Source extract |
^^^^^^^^^^^^^^^^

And for readers wondering, yes, I do like Illumina as a long-term play on this trend. Complete Genomics may be giving the company some competition, but Illumina is still the biggest player in this space, with a bit more than 80% market share. And because this is still a greenfield opportunity, both companies have a lot of room to succeed in the years ahead.

Meta’s response to Samsung and Apple…

It’s not just personalized medicine that’s set to break-out this year. 2023 is the year augmented reality (AR) technology goes mainstream as well.

We’ve seen both Apple’s and Samsung’s plans to launch their first full-scale AR headsets this year. Well, Meta (formerly Facebook) is joining the fray with a strategic launch of its own.

Meta just announced its new Quest 3 headset. It will build upon Meta’s Quest 2 virtual reality (VR) product… with one major difference. The Quest 3 will be Meta’s first full-scale mixed reality product.

The Quest 3 will feature outward facing cameras that capture the user’s surroundings in real time. Then it will overlay high-resolution graphics and video in the user’s field of vision. This will provide a fully immersive mixed reality experience.

And here’s the strategic part…

Meta’s going for mass market adoption right off the bat. The Quest 3 will be priced between $300 and $500. That’s the sweet spot for mass adoption of a new consumer electronics product.

For comparison, Apple is launching a high-end version of its AR headset first. It will be priced above $2,500. This is the product that I’m predicting Apple will release in the May/June timeframe.

Apple will then follow-up with a mass market version of its headset. We’ll likely see that next year.

Clearly, Meta is looking to beat Apple to the punch here. Meta knows how much is at stake. And social media and chat applications will be widely used on augmented reality platforms. The only question is whether or not that’s on Meta’s hardware, Google’s hardware, or Apple’s. The company clearly hopes to capture market share immediately with its mass-market device and get a leg up on its competition.

Once again, we’re seeing some of the largest technology companies in the world gearing up to battle for dominance in the next consumer electronics craze.

^^^^^^^^^^^^^^^^

Dataset excerpts |
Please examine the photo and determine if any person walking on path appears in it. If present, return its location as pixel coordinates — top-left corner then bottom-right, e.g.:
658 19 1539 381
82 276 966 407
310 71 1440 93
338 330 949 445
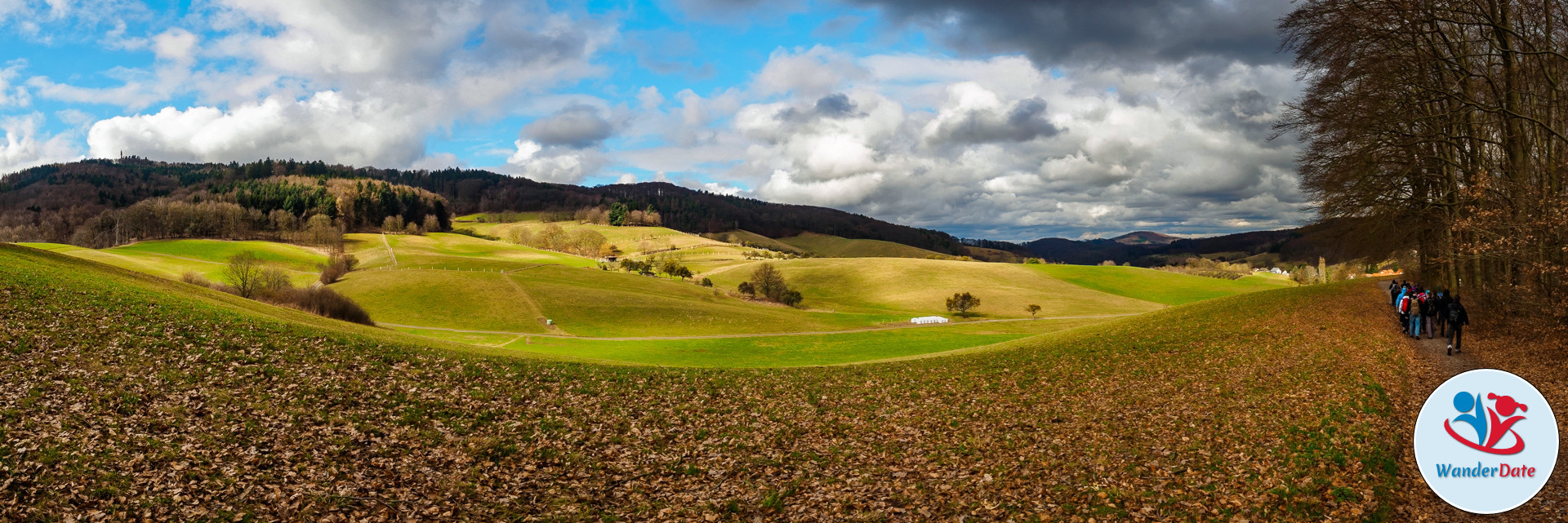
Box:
1428 291 1449 339
1447 295 1469 356
1394 285 1410 334
1405 286 1427 339
1421 291 1438 339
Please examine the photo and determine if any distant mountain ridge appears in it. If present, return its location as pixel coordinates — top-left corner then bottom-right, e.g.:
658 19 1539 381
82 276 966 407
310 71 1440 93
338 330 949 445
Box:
0 157 1379 266
991 219 1403 266
1110 230 1181 246
0 157 968 255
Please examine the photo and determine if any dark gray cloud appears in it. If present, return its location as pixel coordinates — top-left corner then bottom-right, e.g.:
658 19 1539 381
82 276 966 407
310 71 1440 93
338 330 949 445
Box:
817 92 854 117
777 92 866 122
934 97 1062 144
522 104 615 148
849 0 1290 68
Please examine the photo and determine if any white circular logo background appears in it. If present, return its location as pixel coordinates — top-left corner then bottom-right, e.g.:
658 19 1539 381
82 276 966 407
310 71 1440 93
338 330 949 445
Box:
1414 368 1557 513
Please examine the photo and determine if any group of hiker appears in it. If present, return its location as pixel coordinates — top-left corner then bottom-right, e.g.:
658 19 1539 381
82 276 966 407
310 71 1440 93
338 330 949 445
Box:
1388 281 1469 356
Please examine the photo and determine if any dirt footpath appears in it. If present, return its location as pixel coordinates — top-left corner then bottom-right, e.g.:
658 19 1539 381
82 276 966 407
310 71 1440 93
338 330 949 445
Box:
1379 281 1568 521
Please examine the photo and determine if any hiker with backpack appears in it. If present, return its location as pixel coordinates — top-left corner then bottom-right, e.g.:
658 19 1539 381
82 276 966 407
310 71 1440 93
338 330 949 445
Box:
1394 286 1411 334
1405 286 1425 339
1447 295 1469 356
1418 291 1441 339
1427 291 1449 339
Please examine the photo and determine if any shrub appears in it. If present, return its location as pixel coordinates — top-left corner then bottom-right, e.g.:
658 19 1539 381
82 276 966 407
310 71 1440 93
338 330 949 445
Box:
256 266 293 296
223 250 262 298
317 252 359 285
947 293 980 317
180 271 212 286
271 286 376 326
777 288 806 307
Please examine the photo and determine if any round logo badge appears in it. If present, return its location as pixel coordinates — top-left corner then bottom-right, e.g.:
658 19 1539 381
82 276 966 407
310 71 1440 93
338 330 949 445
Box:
1414 368 1557 513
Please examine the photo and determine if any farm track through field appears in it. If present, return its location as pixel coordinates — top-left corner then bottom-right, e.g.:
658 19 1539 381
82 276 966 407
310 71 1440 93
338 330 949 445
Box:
381 233 397 266
376 313 1142 341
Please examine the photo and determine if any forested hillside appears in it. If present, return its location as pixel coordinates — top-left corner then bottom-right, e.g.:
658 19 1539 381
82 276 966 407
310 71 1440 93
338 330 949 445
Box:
0 158 964 254
0 158 452 247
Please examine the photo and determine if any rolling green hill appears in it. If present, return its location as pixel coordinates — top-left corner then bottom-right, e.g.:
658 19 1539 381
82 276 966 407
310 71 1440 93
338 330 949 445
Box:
777 233 947 259
702 228 806 252
332 264 908 337
1024 264 1295 305
0 246 1411 521
709 259 1160 318
24 240 326 285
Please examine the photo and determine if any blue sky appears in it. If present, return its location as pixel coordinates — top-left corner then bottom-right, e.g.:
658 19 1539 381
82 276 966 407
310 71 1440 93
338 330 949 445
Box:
0 0 1309 240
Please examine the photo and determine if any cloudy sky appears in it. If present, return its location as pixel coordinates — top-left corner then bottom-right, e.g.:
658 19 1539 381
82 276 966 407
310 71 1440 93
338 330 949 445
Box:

^^^^^^^^^^^^^^^^

What this task involves |
Write the next part of the passage on Meta's Quest 3 and the race among tech companies over augmented reality headsets, starting after its last sentence. The material comes from a different source than the text.

Result of this task |
And while we might think buying shares in Apple or Meta would be the easiest way to gain investment exposure, my preferred strategy is to focus on the smaller, strategic suppliers for these new products. That’s something that my subscribers in Exponential Tech Investor already have exposure to. And there will be opportunities later in the year.

There’s an Earth-like planet nearby – only 31 light years away…

The Max Planck Institute just discovered a new exoplanet about thirty-one light years away from Earth. On a galactic scale, that’s pretty close.

The planet is very similar to Earth in mass. It’s rocky. It likely harbors lakes and rivers. And it appears to have an atmosphere that may be similar to Earth. Said another way, it has all of the right elements to be habitable, and potentially already harbor life.

Unlike our Sun, the planet orbits a red dwarf star called Wolf 1069.

Here’s an artist’s rendering to get our imagination going:

Source: NASA

Here we can see an image that looks like it could be of Earth. There’s rocky terrain surrounding a lake with the Sun over the horizon.

Except that’s not the Sun. It’s Wolf 1069. And because it is a red dwarf star, it is not as hot as our sun. The planet is in an orbit that is much closer to its star compared to the distance from Earth to our sun. The planet is also tidally locked. Half the planet is in perpetual darkness, and the other half has eternal daylight.

So it’s getting very exciting. All the latest advancements with telescopes like the James Webb Space Telescope have given the world of astronomy and astrophysics a remarkable boost. The pace of discovery right now is unlike anything I’ve ever seen in this field before.

And it’s not slowing down.

We’re starting to see new projects form specifically to analyze the atmospheres of exoplanets such as this one. That research will give us greater insight into whether these planets may in fact harbor life.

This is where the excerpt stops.